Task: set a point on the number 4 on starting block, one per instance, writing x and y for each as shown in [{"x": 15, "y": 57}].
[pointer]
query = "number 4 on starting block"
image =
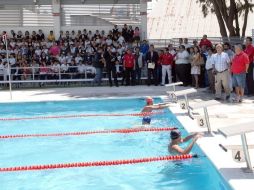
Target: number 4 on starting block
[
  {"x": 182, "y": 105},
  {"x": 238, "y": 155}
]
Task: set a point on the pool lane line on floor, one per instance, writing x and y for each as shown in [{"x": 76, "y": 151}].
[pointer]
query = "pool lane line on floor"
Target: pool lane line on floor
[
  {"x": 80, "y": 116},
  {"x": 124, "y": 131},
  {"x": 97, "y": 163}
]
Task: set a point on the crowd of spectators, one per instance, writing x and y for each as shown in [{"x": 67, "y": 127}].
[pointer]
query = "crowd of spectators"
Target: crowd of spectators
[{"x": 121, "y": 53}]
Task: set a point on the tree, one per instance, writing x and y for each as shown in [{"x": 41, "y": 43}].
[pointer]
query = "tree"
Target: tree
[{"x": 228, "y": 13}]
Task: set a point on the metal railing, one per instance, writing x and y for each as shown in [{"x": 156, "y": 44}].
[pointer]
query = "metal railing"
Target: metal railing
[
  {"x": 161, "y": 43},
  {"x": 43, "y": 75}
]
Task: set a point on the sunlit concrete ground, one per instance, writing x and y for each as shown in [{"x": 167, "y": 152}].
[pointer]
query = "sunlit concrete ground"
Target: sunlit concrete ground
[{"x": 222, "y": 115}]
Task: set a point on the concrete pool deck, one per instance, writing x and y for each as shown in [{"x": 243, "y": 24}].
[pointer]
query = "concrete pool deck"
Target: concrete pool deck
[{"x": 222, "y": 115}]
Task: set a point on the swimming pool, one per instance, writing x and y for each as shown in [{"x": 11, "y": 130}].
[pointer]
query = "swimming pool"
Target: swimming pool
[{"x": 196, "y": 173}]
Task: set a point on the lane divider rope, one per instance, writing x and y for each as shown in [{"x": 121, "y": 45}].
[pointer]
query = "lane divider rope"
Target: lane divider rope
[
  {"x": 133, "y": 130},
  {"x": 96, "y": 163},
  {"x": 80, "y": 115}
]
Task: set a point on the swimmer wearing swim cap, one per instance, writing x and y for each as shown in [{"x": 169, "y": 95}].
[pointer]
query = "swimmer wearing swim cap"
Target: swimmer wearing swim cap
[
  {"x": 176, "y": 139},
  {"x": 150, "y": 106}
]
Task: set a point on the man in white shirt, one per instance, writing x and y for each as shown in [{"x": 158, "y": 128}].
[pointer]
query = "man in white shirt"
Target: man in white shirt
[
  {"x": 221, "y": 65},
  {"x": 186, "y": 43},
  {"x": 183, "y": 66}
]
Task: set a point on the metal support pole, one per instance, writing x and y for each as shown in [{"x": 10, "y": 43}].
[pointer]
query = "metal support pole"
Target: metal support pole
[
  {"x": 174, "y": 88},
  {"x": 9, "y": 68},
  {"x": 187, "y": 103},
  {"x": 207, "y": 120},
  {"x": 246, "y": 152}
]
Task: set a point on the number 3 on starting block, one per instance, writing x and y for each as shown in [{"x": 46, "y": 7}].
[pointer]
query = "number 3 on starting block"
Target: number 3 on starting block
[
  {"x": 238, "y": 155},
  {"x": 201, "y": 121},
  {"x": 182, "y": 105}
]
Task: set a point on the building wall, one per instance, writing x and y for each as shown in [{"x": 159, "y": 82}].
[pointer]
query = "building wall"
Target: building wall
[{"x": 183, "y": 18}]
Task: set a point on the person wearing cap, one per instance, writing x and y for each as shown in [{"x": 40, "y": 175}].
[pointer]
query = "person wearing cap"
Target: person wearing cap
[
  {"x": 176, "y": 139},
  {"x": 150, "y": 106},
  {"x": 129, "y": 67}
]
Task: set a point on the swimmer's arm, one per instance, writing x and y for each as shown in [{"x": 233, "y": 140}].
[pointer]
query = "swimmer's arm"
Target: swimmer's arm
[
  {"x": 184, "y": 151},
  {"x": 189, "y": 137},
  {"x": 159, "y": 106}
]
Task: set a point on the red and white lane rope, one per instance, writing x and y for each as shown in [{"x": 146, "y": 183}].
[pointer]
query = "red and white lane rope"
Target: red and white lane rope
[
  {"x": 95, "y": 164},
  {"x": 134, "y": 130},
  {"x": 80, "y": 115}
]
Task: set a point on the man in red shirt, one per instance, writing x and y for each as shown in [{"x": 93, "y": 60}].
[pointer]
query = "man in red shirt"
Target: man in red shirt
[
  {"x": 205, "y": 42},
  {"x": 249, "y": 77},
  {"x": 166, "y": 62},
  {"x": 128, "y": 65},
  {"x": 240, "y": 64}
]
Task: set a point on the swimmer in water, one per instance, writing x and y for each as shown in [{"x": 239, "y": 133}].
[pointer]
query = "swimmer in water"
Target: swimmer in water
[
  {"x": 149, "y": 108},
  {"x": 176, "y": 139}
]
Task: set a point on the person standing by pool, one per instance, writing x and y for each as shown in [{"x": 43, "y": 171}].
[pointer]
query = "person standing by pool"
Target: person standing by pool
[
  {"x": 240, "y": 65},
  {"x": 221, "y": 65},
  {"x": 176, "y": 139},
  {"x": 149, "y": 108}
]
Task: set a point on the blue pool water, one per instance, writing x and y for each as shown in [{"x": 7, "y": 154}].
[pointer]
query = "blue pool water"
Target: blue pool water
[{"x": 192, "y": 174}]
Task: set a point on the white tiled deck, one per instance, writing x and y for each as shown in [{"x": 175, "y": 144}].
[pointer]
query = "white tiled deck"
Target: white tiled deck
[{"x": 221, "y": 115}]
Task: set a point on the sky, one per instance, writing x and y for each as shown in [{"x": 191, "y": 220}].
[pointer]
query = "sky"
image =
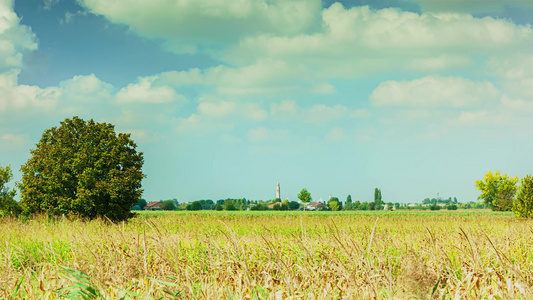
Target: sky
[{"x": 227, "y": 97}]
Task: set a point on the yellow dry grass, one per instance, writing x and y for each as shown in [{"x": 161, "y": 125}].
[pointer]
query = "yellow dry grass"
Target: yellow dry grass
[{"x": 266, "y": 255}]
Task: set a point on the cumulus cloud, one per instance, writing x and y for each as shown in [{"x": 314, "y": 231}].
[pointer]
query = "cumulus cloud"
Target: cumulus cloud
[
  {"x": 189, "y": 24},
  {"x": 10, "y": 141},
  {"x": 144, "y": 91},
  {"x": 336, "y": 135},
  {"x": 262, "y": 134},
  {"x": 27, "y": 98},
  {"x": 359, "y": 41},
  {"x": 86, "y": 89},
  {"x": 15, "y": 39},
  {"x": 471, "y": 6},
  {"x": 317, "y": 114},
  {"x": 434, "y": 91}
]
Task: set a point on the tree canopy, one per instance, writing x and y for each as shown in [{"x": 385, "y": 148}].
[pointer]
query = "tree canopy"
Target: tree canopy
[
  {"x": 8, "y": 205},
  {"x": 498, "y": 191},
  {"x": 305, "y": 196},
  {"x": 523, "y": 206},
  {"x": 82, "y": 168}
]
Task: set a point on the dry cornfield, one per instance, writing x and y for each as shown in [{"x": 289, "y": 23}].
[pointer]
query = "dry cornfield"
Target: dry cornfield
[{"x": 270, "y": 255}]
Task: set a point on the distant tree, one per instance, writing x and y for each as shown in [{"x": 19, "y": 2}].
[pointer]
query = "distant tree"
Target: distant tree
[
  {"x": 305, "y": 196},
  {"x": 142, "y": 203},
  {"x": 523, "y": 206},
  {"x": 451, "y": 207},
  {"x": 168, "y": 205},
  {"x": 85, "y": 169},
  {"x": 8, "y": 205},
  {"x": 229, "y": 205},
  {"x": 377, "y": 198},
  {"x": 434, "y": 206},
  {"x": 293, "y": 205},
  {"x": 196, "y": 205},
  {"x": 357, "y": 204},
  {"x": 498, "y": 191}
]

──────

— Work to do —
Quote the material from the line containing "Task: set a point on the tree canopy, one" through the end of the material, with both of those lines included.

— Solution to the problem —
Task: set a point on the tree canopy, one per instance, writing x and y for each as shown in [{"x": 385, "y": 148}].
[pointer]
query = "tree canopy"
Target: tree canopy
[
  {"x": 8, "y": 205},
  {"x": 498, "y": 191},
  {"x": 305, "y": 196},
  {"x": 523, "y": 206},
  {"x": 82, "y": 168}
]
Task: set a point on the dry cornfield, one per instance, writing x and y for each as shown in [{"x": 289, "y": 23}].
[pointer]
query = "dry cornfield"
Target: dry cornfield
[{"x": 270, "y": 255}]
Task: set a point on the distant tree, one per instance, writing x and y for each as shown in [{"x": 19, "y": 2}].
[pointer]
query = "distant tree"
Target: distant tree
[
  {"x": 305, "y": 196},
  {"x": 142, "y": 203},
  {"x": 523, "y": 206},
  {"x": 451, "y": 207},
  {"x": 168, "y": 205},
  {"x": 85, "y": 169},
  {"x": 8, "y": 205},
  {"x": 229, "y": 205},
  {"x": 377, "y": 198},
  {"x": 434, "y": 206},
  {"x": 293, "y": 205},
  {"x": 196, "y": 205},
  {"x": 357, "y": 204},
  {"x": 498, "y": 191}
]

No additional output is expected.